#### Problem to work on:
The answer must consist of every line from the data that holds "road".
Supplied entries START
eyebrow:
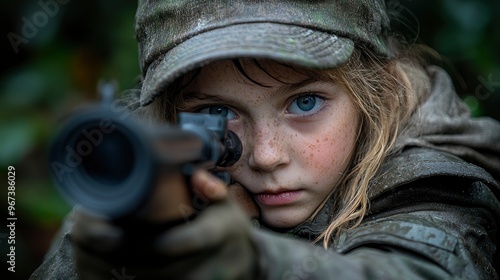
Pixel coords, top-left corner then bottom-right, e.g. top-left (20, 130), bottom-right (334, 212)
top-left (275, 78), bottom-right (324, 95)
top-left (181, 90), bottom-right (227, 104)
top-left (181, 78), bottom-right (327, 104)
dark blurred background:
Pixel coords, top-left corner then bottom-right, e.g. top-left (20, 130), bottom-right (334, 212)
top-left (0, 0), bottom-right (499, 279)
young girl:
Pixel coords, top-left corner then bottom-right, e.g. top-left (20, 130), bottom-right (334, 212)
top-left (31, 0), bottom-right (500, 279)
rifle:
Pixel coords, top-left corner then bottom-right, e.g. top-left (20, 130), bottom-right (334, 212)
top-left (49, 82), bottom-right (242, 220)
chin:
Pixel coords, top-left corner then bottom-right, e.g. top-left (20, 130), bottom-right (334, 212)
top-left (260, 211), bottom-right (305, 230)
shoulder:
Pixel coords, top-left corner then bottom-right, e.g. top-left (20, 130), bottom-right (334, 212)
top-left (334, 148), bottom-right (500, 279)
top-left (369, 147), bottom-right (499, 198)
top-left (29, 210), bottom-right (78, 279)
top-left (368, 148), bottom-right (500, 223)
top-left (368, 147), bottom-right (499, 215)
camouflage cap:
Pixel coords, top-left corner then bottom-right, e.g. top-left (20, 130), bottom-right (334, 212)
top-left (135, 0), bottom-right (391, 106)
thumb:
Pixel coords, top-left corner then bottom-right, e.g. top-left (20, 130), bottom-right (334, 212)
top-left (228, 182), bottom-right (260, 219)
top-left (190, 169), bottom-right (228, 202)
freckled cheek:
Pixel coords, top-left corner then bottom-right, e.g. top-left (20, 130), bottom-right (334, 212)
top-left (300, 128), bottom-right (355, 180)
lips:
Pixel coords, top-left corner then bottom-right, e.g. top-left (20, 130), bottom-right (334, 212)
top-left (255, 189), bottom-right (302, 206)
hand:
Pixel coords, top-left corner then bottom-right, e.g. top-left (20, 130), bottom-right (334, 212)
top-left (71, 169), bottom-right (260, 280)
top-left (228, 181), bottom-right (260, 219)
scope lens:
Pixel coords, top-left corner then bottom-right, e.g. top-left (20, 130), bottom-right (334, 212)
top-left (74, 126), bottom-right (135, 185)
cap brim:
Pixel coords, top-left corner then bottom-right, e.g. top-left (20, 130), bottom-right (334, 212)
top-left (140, 22), bottom-right (354, 106)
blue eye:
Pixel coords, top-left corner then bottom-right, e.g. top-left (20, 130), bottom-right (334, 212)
top-left (198, 105), bottom-right (236, 120)
top-left (288, 95), bottom-right (324, 116)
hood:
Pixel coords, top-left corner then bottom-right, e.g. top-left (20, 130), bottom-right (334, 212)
top-left (394, 66), bottom-right (500, 180)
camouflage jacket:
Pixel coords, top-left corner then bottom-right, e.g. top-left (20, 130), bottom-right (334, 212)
top-left (30, 67), bottom-right (500, 279)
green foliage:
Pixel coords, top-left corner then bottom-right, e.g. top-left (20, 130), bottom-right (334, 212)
top-left (0, 1), bottom-right (140, 278)
top-left (0, 1), bottom-right (498, 278)
top-left (399, 0), bottom-right (500, 118)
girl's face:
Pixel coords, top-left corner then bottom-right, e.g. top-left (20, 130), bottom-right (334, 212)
top-left (179, 60), bottom-right (359, 229)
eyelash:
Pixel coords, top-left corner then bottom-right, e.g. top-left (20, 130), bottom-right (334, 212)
top-left (187, 92), bottom-right (329, 120)
top-left (286, 93), bottom-right (329, 119)
top-left (194, 104), bottom-right (238, 120)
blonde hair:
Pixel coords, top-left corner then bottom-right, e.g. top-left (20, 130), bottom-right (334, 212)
top-left (312, 45), bottom-right (431, 247)
top-left (128, 42), bottom-right (432, 248)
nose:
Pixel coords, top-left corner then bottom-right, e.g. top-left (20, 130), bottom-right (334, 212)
top-left (247, 123), bottom-right (289, 172)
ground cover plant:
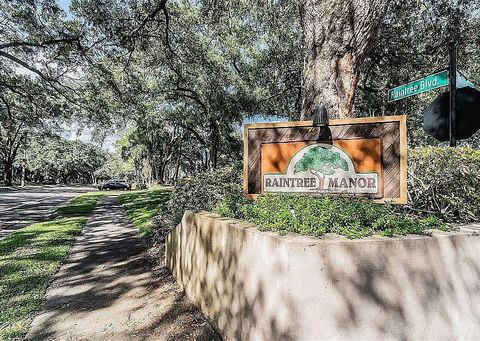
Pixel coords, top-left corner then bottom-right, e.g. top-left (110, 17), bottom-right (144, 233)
top-left (0, 193), bottom-right (103, 340)
top-left (118, 189), bottom-right (171, 237)
top-left (214, 193), bottom-right (447, 239)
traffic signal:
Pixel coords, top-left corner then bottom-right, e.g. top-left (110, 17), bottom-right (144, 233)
top-left (423, 87), bottom-right (480, 142)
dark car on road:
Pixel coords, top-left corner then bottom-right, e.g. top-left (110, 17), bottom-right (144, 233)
top-left (98, 181), bottom-right (131, 191)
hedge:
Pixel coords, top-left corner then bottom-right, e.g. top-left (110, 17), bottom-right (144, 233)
top-left (215, 193), bottom-right (445, 238)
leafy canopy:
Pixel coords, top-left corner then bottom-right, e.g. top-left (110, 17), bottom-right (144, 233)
top-left (294, 146), bottom-right (349, 175)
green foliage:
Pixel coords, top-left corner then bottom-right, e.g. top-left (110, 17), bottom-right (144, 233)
top-left (408, 147), bottom-right (480, 222)
top-left (215, 193), bottom-right (446, 239)
top-left (118, 189), bottom-right (171, 237)
top-left (93, 152), bottom-right (134, 183)
top-left (153, 163), bottom-right (242, 239)
top-left (294, 146), bottom-right (349, 175)
top-left (70, 0), bottom-right (301, 180)
top-left (0, 0), bottom-right (107, 185)
top-left (0, 192), bottom-right (101, 340)
top-left (357, 0), bottom-right (480, 148)
top-left (3, 0), bottom-right (480, 190)
top-left (169, 164), bottom-right (241, 212)
top-left (135, 183), bottom-right (148, 190)
top-left (112, 118), bottom-right (187, 186)
top-left (19, 134), bottom-right (106, 185)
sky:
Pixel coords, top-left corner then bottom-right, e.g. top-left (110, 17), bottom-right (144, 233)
top-left (57, 0), bottom-right (71, 15)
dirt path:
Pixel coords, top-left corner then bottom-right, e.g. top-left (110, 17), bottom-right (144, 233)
top-left (26, 196), bottom-right (219, 340)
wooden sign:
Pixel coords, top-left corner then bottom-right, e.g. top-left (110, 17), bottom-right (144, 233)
top-left (243, 116), bottom-right (407, 204)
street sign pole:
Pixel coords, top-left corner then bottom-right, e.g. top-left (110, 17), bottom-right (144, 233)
top-left (449, 41), bottom-right (457, 147)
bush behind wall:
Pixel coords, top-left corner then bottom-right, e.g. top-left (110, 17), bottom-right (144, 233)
top-left (152, 163), bottom-right (242, 240)
top-left (407, 147), bottom-right (480, 222)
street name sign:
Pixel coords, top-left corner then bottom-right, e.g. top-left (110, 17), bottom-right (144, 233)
top-left (388, 70), bottom-right (449, 102)
top-left (243, 116), bottom-right (407, 204)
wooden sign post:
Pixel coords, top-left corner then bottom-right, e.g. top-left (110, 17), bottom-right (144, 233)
top-left (243, 115), bottom-right (407, 204)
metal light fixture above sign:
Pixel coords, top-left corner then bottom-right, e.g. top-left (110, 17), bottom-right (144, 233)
top-left (313, 105), bottom-right (329, 127)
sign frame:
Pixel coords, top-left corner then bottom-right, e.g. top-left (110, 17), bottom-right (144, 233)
top-left (243, 115), bottom-right (407, 204)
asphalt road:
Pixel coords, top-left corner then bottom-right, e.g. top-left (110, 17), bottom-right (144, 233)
top-left (0, 186), bottom-right (93, 240)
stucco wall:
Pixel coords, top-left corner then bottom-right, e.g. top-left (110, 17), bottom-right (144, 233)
top-left (165, 211), bottom-right (480, 340)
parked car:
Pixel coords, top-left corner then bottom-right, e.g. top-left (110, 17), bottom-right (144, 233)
top-left (98, 180), bottom-right (131, 191)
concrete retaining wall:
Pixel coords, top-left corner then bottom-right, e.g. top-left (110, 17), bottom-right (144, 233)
top-left (165, 211), bottom-right (480, 340)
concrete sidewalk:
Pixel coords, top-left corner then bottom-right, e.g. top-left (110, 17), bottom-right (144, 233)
top-left (26, 196), bottom-right (218, 340)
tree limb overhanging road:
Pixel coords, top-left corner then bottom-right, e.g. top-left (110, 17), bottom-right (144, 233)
top-left (0, 186), bottom-right (92, 240)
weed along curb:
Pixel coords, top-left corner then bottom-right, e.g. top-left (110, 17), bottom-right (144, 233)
top-left (166, 211), bottom-right (480, 340)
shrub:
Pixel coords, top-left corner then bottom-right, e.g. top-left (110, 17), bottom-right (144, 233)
top-left (214, 193), bottom-right (446, 239)
top-left (152, 147), bottom-right (478, 242)
top-left (407, 147), bottom-right (480, 222)
top-left (134, 183), bottom-right (148, 190)
top-left (152, 163), bottom-right (242, 239)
Supplied entries END
#### Result for this exercise:
dark car on road:
asphalt road:
tree limb overhanging road:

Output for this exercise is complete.